What to do:
• a. In the passage on Afghan healthcare, rewrite everything from "I push open" down to "five years ago.", substituting "trauma department" for "orthopaedic department".
• b. Summarize the passage on Afghan healthcare in two sentences.

Selected passage:
• • • • • • •
Dr Rallimullah believes the healthcare system is not much better than it was 50 years ago, when he boasts of how specialists indulged in open heart and even brain surgery. These days, he says, a so-called Chest Surgeon is someone who can insert a chest tube, which most junior doctors can manage in the West. In today’s Afghanistan, the doctors themselves are often the blood donors.

Dr Rullimullah has been invited for training in the UK, in Newcastle and Belfast, but even with references, his medical license and referral letters in abundance, a UK visa is far from a given when you hold an Afghan passport, and he seems reticent about discussing his chances. Go online here, I’m told, and the Afghan IP address will trigger a barrage of advertisements from the Australian government instructing Afghans not to make the journey, with the phrase ‘No Way. Do not make Australia home’. Who then, I wonder, will train the next generation of doctors if in-country education is scant and Afghans are ordered against venturing abroad to learn?

I push open a door stickered with a no guns sign and join the swinging tail of a ward round which sweeps volubly through the orthopaedic department. On any given day around 70% of the patients here are victims of road traffic accidents, but the peril of the region’s hectic highways is old news. It’s the 20% here by actions of an insurgent Taliban which is the fraction growing the fastest. But it’s not just targeted attacks I’m told: violence is infectious. Family feuds can be settled using guns, and Dr Rallimullah recounts stories of wedding party massacres, insisting this was never the case before, even five years ago.
• • • • • • •
[Stored data entries]
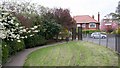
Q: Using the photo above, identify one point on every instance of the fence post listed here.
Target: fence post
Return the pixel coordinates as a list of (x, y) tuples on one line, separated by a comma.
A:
[(73, 33), (116, 42), (79, 33), (107, 41), (0, 51)]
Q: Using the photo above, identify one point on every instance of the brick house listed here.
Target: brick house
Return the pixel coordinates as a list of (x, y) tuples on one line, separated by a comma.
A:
[(87, 22)]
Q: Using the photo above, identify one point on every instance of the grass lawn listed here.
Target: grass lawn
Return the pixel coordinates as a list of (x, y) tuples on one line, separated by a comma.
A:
[(73, 53)]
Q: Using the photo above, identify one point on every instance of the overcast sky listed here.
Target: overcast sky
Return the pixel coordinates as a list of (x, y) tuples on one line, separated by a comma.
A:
[(82, 7)]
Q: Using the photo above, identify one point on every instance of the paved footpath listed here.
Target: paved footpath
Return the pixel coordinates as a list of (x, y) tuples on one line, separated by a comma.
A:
[(20, 57)]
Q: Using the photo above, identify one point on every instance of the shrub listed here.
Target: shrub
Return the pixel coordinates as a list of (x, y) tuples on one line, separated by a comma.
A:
[(118, 31), (5, 52), (15, 46), (89, 31), (34, 41)]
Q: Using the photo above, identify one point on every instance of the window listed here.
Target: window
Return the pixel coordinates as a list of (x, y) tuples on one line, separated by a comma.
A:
[(92, 25)]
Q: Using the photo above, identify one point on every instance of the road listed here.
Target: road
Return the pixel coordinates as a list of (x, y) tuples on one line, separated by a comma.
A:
[(110, 44)]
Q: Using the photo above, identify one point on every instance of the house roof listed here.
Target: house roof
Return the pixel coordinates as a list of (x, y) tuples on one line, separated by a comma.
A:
[(84, 19)]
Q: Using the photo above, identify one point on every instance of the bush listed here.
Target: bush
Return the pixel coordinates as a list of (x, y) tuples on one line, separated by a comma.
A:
[(34, 41), (15, 46), (89, 31), (5, 52), (118, 31)]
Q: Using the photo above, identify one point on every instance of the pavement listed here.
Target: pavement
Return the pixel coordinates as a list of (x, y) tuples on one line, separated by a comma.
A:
[(20, 57)]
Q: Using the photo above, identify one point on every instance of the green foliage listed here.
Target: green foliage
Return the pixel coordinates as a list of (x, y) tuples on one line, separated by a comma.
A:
[(89, 31), (15, 46), (34, 41), (118, 31), (64, 33), (50, 29), (5, 52)]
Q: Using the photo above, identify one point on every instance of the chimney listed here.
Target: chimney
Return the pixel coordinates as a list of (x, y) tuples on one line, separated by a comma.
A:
[(98, 17), (93, 16)]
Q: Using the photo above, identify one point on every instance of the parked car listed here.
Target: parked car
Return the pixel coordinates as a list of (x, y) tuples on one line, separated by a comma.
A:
[(98, 35)]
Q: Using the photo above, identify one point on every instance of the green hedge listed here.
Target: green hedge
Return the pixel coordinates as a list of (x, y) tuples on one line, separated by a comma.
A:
[(10, 48), (5, 52), (15, 46), (35, 40), (89, 31)]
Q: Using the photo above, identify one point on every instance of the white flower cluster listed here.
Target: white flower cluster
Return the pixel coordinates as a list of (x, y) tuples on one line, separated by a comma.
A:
[(10, 29)]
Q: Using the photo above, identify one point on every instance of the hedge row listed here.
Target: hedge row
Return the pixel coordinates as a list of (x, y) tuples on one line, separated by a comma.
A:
[(35, 40), (89, 31), (12, 47)]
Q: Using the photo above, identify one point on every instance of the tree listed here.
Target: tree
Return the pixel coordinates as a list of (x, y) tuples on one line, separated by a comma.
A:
[(63, 17)]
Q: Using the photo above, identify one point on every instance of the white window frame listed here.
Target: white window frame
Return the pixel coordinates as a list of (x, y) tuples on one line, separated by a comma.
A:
[(92, 23)]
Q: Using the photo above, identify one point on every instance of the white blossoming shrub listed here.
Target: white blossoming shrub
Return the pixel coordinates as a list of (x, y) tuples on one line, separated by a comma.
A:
[(10, 27)]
• • • • • • •
Completed exercise:
• a.
I push open a door stickered with a no guns sign and join the swinging tail of a ward round which sweeps volubly through the trauma department. On any given day around 70% of the patients here are victims of road traffic accidents, but the peril of the region’s hectic highways is old news. It’s the 20% here by actions of an insurgent Taliban which is the fraction growing the fastest. But it’s not just targeted attacks I’m told: violence is infectious. Family feuds can be settled using guns, and Dr Rallimullah recounts stories of wedding party massacres, insisting this was never the case before, even five years ago.

• b. A doctor says Afghanistan's healthcare system is hardly better than it was 50 years ago, and an invitation for training in the UK is uncertain because a UK visa is far from a given for Afghan passport holders. On an orthopedic ward round, most patients are road accident victims, but the share harmed by the Taliban insurgency is growing fastest, and gun violence has spread to family feuds and wedding parties.